課題内容 >> 提示文によると、東通村白糠の薬師堂に、ひもを通した穴石が奉納されているのはなぜですか。本文に書かれている理由を説明してください。

==== 提示文

青森県民俗の風呂敷03「青森のまじない各種」

青森県の民俗について写真とともにご紹介するコーナーです。   民俗部会担当 清野耕司

まじない?
 まじない(呪い)とは、霊的 存在や呪力(じゅりょく)などの超自然的要素を用いて自然や 環境に働きかけ、何らかの願い事を実現させようとする観念および行為(日本民俗大辞典/吉川弘文館)とされています。
 科学が高度に発達した現代に 生きる私たちにとっては、非科学的かつ非合理的な取るに足らない迷信として扱われがちですが、今回は、青森県史民俗編から、この「まじない」に焦点をあててみましょう。
 そこには、先祖たちの願いや生き様、現代の私たちにも連綿と受け継がれている世界観が垣間見えるかも知れません。

 ●これは何のまじない?

 柱に貼られた「十一月十一日」と書かれた何枚もの紙片。これは、三戸郡南部町のとあるお宅の出入り口や二階の戸袋に貼られていたものです。毎年十一月十一日に新たに書いた紙を貼り足すそうです。さて、この紙片の正体は?
答えはこのページの一番最後にあります。

穴石
 ●眼病平癒
 
 下北郡の各地では、石や貝殻に穴をあけ糸を通して薬師様に供えると目がよくなるとされています。東通村白糠の薬師堂の御神体は、木彫の薬師如来像で目の神として信仰され、お堂には「願いが通る」といい、穴のあいた石にひもを通した穴石が奉納されています。


写真は、穴石です(東通村白糠での撮影)。

========
==== 表示データ

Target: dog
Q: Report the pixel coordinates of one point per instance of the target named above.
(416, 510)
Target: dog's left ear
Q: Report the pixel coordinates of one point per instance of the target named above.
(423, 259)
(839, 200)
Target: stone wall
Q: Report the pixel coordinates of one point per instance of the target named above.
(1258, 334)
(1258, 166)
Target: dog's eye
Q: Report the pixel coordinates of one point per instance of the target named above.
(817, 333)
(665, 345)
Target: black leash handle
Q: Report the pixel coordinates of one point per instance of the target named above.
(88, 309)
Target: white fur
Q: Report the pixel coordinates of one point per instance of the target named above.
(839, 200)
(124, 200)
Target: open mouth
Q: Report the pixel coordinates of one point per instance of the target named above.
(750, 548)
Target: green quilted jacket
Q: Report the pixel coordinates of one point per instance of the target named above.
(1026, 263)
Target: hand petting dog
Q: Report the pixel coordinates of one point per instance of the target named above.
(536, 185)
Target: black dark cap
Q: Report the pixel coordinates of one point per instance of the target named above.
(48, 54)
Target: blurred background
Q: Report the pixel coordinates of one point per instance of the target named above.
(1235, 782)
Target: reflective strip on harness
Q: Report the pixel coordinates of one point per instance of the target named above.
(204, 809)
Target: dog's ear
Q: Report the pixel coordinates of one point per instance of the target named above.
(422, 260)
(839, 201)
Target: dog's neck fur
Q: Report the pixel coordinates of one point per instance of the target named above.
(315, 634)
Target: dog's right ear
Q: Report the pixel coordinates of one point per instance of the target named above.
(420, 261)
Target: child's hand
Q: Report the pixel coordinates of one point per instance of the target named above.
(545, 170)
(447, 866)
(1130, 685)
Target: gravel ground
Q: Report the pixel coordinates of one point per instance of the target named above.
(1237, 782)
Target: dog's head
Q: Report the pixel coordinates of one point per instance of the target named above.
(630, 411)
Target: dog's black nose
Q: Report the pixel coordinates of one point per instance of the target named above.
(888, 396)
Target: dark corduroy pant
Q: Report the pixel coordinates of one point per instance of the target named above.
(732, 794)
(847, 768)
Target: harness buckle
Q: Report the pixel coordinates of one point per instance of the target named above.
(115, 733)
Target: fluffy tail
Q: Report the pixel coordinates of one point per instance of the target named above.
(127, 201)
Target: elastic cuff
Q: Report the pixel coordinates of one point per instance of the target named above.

========

解答 >> お堂では穴石について「願いが通る」と言われているからです。この薬師堂の御神体は木彫の薬師如来像で、目の神として信仰されています。また下北郡の各地では、石や貝殻に穴をあけて糸を通し、薬師様に供えると目がよくなるとされています。